## STATED TASK
Your task is to write out exactly the lines from the line containing "Q: For every instance of the white surface" through the end of the records, inclusive at both ends.

## INPUT FOR THIS TASK
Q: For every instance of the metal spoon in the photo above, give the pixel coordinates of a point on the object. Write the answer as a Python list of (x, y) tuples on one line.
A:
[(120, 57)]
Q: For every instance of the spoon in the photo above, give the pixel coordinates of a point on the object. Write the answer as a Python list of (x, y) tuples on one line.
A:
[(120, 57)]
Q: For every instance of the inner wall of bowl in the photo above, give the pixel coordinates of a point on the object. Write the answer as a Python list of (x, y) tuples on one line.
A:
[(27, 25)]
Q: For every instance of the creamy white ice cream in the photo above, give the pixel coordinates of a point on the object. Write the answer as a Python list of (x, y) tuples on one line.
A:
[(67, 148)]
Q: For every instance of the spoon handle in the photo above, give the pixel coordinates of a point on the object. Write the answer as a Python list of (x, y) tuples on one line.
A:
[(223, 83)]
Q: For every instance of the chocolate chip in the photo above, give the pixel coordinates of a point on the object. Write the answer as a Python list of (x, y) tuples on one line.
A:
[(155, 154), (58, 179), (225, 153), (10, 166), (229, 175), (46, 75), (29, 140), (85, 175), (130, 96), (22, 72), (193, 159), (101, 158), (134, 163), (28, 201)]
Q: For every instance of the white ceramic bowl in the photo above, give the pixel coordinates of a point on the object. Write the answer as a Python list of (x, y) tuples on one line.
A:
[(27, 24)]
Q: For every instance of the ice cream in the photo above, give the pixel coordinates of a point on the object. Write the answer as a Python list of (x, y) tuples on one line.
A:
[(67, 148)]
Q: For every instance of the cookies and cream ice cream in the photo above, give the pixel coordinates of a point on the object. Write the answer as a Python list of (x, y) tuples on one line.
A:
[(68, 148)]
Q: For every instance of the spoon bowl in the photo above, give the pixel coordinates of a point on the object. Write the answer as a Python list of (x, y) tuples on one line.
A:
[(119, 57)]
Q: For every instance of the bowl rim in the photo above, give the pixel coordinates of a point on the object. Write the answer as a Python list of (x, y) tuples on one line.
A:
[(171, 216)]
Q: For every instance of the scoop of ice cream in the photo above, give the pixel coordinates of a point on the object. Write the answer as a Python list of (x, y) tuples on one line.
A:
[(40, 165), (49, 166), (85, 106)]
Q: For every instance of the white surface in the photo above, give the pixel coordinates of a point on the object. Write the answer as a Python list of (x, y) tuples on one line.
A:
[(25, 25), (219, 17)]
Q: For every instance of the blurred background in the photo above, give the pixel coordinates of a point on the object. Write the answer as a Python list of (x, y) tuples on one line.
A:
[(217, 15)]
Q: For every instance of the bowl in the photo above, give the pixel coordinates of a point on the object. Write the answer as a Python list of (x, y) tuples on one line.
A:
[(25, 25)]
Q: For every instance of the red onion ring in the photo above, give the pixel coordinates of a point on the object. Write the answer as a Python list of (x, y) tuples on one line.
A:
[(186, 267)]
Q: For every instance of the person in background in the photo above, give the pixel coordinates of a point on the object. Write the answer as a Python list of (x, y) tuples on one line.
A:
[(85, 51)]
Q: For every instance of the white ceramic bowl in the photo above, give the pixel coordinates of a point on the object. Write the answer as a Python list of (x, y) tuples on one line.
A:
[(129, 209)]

## TASK ANSWER
Q: For every instance of the white surface in the photo above, give the pixel coordinates of a point on the object. Write the answer as a Python list of (x, y) tuples on one line.
A:
[(25, 25), (219, 17)]
Q: For every instance of the blurred background in the photo above, give the pixel coordinates of a point on the object. Write the answer as a Python list of (x, y) tuples on one line.
A:
[(217, 15)]
Q: For every instance of the bowl in the photo above, give the pixel coordinates of a point on the object. Write the answer as a Python list of (x, y) tuples on one line.
A:
[(25, 25)]
Q: For every instance of the red onion ring in the photo above, give the pixel coordinates of a point on the object. Write the answer as a Python list of (x, y) tuples on one line.
A:
[(186, 267)]
Q: For every instance of the person in background in the photo above, give the pixel coordinates of a point on the object. Write the answer as a Python list of (x, y) tuples on one line.
A:
[(85, 51)]
Q: For every instance of the white ceramic bowl in the photo above, give the pixel coordinates of a point on the object. Write the answer as a Python list of (x, y) tuples on one line.
A:
[(129, 209)]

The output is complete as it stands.